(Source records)
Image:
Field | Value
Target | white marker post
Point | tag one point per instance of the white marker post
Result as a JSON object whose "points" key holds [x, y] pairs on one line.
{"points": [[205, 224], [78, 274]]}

## Task description
Convert the records into a two-column CSV with the headers "request" and "answer", one row per record, placing each record's text and its answer in a single quoted field with line breaks replaced by spaces.

## Correct output
request,answer
"Image: Field | Value Target | white marker post Point | tag one point per instance of the white marker post Result as a JSON object whose ""points"" key holds [x, y] pairs on one line.","{""points"": [[205, 224], [78, 274]]}"